_Record excerpts:_
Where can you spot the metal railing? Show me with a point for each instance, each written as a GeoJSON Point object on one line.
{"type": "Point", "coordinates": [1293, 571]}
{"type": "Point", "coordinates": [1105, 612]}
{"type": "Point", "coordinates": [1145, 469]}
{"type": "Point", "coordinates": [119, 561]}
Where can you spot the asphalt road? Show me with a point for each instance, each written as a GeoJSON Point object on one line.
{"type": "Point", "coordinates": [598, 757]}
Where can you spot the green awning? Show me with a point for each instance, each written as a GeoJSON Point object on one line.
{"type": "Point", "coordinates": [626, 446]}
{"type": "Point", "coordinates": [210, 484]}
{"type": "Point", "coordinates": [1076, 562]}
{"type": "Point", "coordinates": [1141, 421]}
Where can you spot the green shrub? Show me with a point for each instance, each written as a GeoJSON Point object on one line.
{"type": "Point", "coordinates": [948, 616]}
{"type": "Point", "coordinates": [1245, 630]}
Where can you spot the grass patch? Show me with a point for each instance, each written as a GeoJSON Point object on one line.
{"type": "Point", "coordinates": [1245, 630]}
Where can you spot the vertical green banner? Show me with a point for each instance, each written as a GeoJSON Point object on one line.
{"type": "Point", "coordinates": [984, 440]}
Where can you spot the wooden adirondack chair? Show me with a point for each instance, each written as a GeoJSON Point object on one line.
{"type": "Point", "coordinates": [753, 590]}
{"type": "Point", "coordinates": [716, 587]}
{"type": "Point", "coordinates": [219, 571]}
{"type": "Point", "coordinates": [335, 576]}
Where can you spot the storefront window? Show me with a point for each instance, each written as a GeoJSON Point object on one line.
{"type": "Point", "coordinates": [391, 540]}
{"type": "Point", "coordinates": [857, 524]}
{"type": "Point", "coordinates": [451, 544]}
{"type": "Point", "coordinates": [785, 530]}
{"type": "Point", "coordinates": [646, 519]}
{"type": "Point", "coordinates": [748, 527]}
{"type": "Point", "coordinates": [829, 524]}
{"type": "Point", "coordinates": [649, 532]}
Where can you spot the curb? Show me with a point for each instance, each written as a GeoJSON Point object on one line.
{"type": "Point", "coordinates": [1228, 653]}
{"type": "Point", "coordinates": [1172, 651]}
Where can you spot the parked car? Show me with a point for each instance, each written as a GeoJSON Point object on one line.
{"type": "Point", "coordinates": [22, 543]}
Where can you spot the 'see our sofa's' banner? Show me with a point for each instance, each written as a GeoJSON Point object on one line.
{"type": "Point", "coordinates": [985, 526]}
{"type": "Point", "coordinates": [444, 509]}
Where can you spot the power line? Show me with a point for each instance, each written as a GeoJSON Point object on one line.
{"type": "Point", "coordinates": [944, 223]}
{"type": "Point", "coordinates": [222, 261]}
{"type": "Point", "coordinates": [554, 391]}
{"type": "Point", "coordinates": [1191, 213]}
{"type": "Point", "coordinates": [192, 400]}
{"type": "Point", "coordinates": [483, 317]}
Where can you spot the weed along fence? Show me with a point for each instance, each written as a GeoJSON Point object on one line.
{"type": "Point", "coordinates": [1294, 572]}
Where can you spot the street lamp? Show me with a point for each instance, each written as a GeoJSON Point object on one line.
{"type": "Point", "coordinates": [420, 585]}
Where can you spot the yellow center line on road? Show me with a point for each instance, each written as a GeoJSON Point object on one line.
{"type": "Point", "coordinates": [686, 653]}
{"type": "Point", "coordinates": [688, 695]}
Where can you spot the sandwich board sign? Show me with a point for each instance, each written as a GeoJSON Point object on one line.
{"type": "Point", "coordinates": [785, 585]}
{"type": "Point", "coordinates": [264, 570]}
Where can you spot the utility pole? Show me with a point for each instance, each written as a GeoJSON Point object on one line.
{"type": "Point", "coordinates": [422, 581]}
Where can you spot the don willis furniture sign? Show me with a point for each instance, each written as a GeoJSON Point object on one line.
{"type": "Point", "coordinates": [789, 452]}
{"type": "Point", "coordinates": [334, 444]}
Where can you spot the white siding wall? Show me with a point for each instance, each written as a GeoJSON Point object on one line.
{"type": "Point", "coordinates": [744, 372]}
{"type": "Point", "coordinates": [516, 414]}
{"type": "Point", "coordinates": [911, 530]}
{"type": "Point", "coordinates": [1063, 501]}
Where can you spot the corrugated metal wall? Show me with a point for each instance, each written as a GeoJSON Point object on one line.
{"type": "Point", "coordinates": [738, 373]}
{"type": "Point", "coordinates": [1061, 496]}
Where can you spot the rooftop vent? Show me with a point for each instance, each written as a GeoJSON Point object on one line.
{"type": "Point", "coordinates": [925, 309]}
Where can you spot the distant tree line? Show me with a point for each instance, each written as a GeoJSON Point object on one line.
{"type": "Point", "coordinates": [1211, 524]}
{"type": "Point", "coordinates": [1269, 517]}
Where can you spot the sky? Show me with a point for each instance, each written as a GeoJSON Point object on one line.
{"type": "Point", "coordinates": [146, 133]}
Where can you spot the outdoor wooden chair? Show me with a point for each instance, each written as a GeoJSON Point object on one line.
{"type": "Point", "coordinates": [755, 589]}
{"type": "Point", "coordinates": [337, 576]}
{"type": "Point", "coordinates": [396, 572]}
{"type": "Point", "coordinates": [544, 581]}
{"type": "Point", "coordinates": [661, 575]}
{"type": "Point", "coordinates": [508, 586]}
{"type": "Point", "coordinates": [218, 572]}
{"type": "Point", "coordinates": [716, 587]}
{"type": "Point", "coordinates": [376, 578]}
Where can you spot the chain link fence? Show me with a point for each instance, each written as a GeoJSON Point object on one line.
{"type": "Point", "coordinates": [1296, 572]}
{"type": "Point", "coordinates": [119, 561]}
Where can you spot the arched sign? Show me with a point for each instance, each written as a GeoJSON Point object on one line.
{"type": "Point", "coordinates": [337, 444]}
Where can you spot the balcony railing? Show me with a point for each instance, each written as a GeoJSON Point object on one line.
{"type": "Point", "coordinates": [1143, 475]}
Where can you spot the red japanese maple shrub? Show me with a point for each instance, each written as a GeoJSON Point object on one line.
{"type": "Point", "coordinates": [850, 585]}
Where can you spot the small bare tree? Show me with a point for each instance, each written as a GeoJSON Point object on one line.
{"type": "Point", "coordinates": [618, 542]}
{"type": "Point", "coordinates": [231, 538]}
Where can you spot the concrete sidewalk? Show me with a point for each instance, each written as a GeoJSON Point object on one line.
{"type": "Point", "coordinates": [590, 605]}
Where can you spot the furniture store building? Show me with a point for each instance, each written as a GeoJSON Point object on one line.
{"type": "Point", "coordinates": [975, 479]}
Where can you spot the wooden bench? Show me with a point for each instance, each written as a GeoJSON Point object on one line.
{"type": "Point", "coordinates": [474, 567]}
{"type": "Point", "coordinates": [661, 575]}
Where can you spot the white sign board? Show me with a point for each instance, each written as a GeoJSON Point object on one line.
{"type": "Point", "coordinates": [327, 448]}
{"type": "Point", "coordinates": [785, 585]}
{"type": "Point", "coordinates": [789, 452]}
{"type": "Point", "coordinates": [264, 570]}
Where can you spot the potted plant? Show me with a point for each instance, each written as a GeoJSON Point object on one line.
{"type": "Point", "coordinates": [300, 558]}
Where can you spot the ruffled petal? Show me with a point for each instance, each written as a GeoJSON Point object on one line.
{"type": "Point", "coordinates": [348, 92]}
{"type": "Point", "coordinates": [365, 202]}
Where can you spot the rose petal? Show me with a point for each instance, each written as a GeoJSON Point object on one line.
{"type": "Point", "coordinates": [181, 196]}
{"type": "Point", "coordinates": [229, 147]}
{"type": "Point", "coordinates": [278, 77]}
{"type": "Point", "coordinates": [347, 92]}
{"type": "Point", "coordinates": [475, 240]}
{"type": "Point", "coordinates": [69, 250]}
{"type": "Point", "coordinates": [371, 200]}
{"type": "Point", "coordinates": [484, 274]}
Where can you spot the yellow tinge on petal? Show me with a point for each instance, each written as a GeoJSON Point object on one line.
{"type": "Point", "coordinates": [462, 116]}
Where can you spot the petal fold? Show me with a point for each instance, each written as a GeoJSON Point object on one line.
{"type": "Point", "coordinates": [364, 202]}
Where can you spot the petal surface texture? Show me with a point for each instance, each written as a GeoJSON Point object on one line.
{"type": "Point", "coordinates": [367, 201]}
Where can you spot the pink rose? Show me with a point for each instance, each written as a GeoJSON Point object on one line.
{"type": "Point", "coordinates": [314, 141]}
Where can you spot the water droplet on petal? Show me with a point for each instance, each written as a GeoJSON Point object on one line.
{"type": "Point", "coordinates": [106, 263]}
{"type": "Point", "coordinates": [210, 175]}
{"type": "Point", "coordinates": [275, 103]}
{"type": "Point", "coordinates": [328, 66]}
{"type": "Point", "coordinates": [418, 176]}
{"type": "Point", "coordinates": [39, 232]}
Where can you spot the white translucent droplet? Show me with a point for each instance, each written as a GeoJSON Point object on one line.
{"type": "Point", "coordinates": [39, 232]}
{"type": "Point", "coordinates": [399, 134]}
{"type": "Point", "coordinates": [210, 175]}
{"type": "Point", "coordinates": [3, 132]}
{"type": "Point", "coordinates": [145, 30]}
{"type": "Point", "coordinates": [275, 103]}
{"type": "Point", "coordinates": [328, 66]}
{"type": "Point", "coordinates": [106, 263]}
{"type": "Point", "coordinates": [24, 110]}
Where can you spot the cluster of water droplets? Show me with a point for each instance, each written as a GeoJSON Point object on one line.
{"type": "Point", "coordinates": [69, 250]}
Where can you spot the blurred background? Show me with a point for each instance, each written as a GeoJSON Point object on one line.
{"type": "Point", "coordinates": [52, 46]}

_Do this:_ Retype nothing except the lines from the line holding "Where can you spot the water" through the last line of the entries, both included.

_Response for this exercise:_
Where can you spot the water droplet on petal? Show me with a point for each instance, each written as a GeoJSON Point object on one line.
{"type": "Point", "coordinates": [106, 263]}
{"type": "Point", "coordinates": [210, 175]}
{"type": "Point", "coordinates": [275, 103]}
{"type": "Point", "coordinates": [328, 66]}
{"type": "Point", "coordinates": [418, 176]}
{"type": "Point", "coordinates": [39, 232]}
Where can you spot the white translucent droplet? Show me with a point for each instance, each written as a GeoJSON Point object on one line.
{"type": "Point", "coordinates": [39, 232]}
{"type": "Point", "coordinates": [399, 134]}
{"type": "Point", "coordinates": [210, 175]}
{"type": "Point", "coordinates": [3, 132]}
{"type": "Point", "coordinates": [145, 30]}
{"type": "Point", "coordinates": [275, 103]}
{"type": "Point", "coordinates": [328, 66]}
{"type": "Point", "coordinates": [106, 263]}
{"type": "Point", "coordinates": [24, 110]}
Where can you spot the cluster of water droplets? Show me with a point for each instance, each written as a GeoJSON Point object on one line.
{"type": "Point", "coordinates": [69, 250]}
Where can you spot the blurred background? Show me with a point for each instance, each written as a GeoJSON Point object on one line.
{"type": "Point", "coordinates": [52, 46]}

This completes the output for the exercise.